EXERCISE DETAILS. Find every line in the items below that contains the word "person", and copy each of those lines in full.

RECORDS SHOWN.
§ §
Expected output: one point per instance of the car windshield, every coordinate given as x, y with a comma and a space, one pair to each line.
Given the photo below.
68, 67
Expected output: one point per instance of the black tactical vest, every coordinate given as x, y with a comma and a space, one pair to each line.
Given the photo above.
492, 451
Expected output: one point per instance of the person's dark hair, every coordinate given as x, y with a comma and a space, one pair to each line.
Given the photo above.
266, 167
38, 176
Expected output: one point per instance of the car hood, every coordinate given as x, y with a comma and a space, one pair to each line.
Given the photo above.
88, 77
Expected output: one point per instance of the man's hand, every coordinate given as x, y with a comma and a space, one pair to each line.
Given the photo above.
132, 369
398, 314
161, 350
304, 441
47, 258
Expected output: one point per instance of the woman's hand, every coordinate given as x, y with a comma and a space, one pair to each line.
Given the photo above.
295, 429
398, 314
§ §
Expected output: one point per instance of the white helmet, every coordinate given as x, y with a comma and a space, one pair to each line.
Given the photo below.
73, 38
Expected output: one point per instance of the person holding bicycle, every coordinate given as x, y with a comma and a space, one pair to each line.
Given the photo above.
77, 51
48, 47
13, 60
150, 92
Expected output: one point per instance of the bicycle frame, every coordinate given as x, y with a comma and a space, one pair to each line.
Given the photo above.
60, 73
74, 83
§ §
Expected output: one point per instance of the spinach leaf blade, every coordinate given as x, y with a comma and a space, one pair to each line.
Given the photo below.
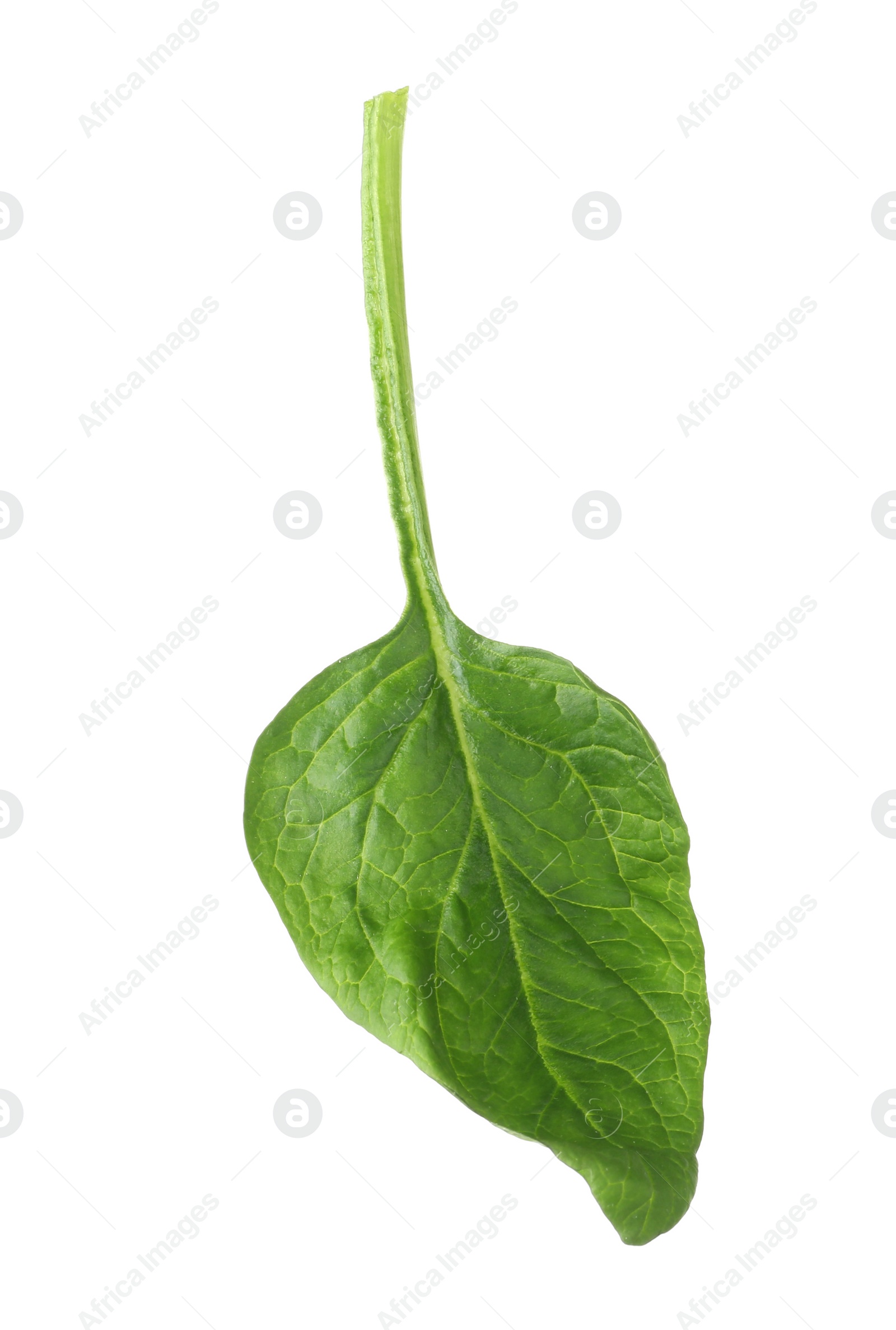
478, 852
§ §
SOLVED EXERCISE.
Expected output: one point per instance of the person's dark hair, every coordinate given as x, y with a comma and a space, one pair to each line.
Expected output: one point per instance of the person holding bicycle, every coordinate given as x, y with a comma and a space, one pair to each line.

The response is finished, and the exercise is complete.